Gene Deitch: The Man Who Made our ‘Childhood awesome’


Gene Deitch, an American Oscar-winning illustrator, animator, film director and producer has died. He was 95.

Deitch led a long career as an Academy Award-winning illustrator, animator, director, and producer. He is best-known for Munro, which won the Academy Award for Best Animated Short Film in 1960 and for directing episodes of the iconic Tom and Jerry cartoon series. Deitch passed away on Thursday, April 16th in his apartment in Prague, according to his publisher. No cause of death has been revealed at this time.

Along with his Munro Academy Award, Gene Deitch was nominated twice in 1964 for Here’s Nudnik and How to Avoid Friendship. Before those projects, Deitch created the early animated Tom Terrific series, which was presented as part of the Captain Kangaroo children’s television show. Tom Terrific was made as twenty-six stories split into five parts, with one five-minute episode broadcast per day. The first thirteen stories were finished in 1957, with the second set in 1958. Captain Kangaroo would go on to rerun the shorts for years to come.

Gene Deitch also co-produced Sidney’s Family Tree and that was also nominated for an Academy Award in 1958. In 1961 and 1962, Deitch went on to work on Tom and Jerry, directing 13 episodes, which were not among the fan-favorites when they originally aired. He also worked on Popeye. A DVD collection of all Deitch’s episodes was released in 2015, featuring documentaries and remastered content. The illustrator’s unconventional cartoons are now looked at in a better light, especially when compared to Hanna and Barbera’s slick Hollywood style that had come before. Tom and Jerry fans now look at Deitch’s work to be among some of the very best episodes of the long-running series.

Gene Deitch was born in Chicago, Illinois, on August 8th, 1924. He was the son of salesman Joseph Deitch and Ruth Delson Deitch. When Deitch was 5-years old, the family moved to California, and he attended school in Hollywood. He graduated from Los Angeles High School in 1942. After graduation, Deitch started off at North American Aviation where he was drawing aircraft blueprints. He was later drafted and underwent pilot training before catching pneumonia and being honorably discharged. From there, he started illustrating for jazz magazine The Record Changer before heading into an apprenticeship at the animation studio United Productions of America in 1955.

========

- _WHAT YOU SHOULD DO_
Can you echo the obituary of Gene Deitch from "Gene Deitch also" up to and including "the long-running series.", word for word? The records have nothing to do with this.

Segmentation mask records
========

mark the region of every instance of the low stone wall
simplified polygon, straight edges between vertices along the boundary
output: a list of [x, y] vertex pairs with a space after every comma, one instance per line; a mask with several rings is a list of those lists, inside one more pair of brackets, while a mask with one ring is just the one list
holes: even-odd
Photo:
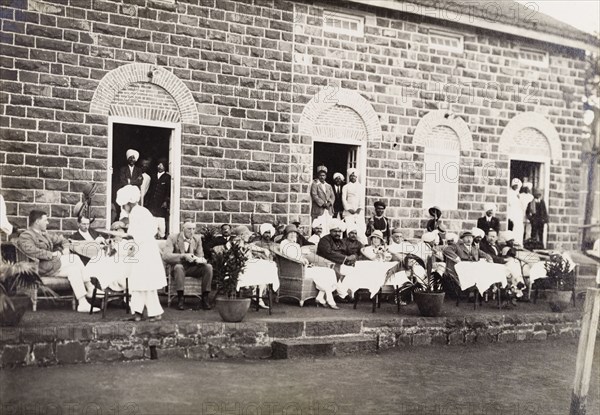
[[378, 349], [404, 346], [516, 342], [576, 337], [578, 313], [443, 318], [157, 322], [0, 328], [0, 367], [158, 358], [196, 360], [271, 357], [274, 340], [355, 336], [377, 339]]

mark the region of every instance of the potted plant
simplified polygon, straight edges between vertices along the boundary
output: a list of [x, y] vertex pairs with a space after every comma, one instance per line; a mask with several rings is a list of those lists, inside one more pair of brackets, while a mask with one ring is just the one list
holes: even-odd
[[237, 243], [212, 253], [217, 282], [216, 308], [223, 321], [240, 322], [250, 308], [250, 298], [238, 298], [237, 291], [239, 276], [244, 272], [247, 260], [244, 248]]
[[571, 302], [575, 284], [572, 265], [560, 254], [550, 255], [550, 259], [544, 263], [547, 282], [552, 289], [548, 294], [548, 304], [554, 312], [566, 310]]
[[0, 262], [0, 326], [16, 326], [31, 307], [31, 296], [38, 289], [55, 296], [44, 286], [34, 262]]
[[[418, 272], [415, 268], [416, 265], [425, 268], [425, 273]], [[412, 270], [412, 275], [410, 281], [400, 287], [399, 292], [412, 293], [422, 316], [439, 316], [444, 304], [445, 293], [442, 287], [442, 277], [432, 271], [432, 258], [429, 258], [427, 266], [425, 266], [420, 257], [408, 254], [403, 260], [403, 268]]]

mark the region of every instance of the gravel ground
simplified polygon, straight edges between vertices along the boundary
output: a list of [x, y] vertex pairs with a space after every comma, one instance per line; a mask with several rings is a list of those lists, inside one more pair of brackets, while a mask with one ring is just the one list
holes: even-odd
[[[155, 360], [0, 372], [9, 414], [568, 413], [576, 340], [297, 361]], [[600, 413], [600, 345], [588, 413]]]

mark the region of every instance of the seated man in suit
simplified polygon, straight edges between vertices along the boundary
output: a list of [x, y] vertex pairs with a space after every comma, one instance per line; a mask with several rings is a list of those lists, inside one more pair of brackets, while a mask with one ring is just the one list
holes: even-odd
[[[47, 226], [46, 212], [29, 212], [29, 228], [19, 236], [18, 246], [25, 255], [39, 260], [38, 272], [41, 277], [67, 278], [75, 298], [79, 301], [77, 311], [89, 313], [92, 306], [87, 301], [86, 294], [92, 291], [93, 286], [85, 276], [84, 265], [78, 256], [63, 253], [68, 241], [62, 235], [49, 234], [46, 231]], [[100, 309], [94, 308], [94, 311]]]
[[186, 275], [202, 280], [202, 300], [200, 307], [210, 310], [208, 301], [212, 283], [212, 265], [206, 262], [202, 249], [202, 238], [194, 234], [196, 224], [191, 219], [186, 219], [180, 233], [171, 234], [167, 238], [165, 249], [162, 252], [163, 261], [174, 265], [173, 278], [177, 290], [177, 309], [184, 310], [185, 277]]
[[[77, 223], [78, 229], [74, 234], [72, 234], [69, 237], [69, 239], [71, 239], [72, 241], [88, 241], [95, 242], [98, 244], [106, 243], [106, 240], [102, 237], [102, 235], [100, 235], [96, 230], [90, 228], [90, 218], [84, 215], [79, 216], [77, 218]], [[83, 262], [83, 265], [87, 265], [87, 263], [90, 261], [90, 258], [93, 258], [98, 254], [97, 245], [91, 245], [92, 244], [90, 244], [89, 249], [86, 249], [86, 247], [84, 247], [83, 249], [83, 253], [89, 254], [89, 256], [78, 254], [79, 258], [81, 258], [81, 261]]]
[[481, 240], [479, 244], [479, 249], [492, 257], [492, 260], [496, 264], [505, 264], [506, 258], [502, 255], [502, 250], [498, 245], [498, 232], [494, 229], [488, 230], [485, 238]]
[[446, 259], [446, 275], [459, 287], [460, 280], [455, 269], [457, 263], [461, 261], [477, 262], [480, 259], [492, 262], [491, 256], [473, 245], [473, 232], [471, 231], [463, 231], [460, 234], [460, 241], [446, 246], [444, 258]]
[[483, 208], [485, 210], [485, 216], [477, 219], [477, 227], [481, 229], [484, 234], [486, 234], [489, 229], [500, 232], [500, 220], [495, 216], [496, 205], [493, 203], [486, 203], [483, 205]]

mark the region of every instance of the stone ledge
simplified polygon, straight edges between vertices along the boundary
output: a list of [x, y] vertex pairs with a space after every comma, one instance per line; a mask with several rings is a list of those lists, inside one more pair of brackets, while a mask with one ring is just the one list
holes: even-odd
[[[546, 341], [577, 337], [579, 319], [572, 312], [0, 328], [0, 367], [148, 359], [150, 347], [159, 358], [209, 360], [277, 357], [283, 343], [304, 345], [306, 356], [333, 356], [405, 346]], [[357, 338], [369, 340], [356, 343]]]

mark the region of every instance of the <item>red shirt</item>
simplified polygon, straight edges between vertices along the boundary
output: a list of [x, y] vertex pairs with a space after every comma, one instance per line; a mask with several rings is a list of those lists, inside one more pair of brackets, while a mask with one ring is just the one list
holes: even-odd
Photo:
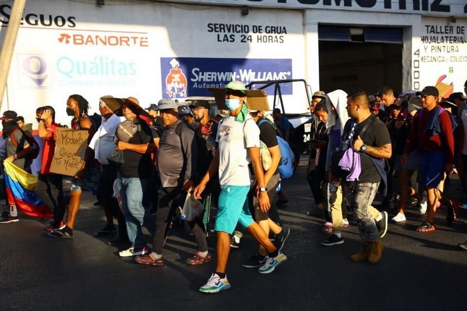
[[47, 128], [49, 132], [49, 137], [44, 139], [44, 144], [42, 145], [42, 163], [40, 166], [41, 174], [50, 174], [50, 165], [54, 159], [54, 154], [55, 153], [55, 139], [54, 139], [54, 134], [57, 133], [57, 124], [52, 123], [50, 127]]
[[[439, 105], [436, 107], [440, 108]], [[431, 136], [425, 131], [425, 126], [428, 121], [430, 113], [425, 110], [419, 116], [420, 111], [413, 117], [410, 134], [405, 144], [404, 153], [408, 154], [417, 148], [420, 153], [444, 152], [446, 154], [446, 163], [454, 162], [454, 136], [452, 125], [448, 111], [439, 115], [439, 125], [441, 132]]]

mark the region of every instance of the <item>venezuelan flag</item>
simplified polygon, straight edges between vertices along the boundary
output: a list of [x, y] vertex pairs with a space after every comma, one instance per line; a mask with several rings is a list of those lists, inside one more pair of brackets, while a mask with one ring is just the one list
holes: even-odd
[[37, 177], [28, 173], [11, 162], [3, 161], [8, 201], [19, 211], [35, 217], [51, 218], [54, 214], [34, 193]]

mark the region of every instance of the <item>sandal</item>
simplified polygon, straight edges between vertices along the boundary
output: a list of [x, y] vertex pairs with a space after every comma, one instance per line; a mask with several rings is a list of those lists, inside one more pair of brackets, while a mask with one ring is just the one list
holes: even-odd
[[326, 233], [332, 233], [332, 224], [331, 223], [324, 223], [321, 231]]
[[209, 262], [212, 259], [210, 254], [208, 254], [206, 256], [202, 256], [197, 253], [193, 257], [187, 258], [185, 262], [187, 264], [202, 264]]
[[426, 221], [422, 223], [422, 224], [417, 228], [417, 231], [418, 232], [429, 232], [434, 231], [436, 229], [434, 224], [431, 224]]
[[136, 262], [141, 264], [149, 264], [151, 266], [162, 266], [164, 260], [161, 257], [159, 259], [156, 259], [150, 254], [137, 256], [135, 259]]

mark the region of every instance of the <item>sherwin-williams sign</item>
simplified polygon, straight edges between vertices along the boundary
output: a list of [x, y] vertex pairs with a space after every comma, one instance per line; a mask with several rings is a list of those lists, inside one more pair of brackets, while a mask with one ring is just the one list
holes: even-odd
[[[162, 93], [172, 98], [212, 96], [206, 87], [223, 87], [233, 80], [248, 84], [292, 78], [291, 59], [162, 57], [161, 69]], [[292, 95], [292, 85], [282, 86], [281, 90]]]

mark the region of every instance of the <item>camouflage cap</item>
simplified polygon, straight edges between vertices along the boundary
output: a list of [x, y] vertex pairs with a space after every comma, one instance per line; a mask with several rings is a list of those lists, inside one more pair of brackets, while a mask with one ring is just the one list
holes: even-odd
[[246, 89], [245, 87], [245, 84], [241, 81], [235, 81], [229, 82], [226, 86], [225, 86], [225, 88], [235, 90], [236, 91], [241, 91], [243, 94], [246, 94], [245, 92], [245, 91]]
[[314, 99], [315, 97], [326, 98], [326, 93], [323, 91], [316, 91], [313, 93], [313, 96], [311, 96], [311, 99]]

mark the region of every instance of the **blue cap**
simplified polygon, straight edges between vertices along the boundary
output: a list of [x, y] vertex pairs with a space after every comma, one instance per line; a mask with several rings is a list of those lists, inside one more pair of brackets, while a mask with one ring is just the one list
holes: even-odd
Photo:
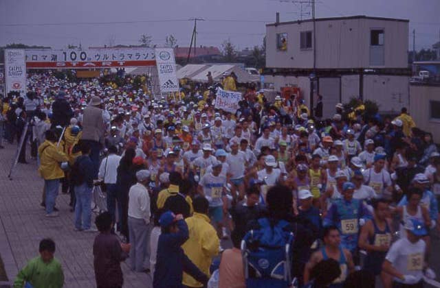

========

- _ANSWER SECTION_
Gene Deitch also co-produced Sidney’s Family Tree and that was also nominated for an Academy Award in 1958. In 1961 and 1962, Deitch went on to work on Tom and Jerry, directing 13 episodes, which were not among the fan-favorites when they originally aired. He also worked on Popeye. A DVD collection of all Deitch’s episodes was released in 2015, featuring documentaries and remastered content. The illustrator’s unconventional cartoons are now looked at in a better light, especially when compared to Hanna and Barbera’s slick Hollywood style that had come before. Tom and Jerry fans now look at Deitch’s work to be among some of the very best episodes of the long-running series.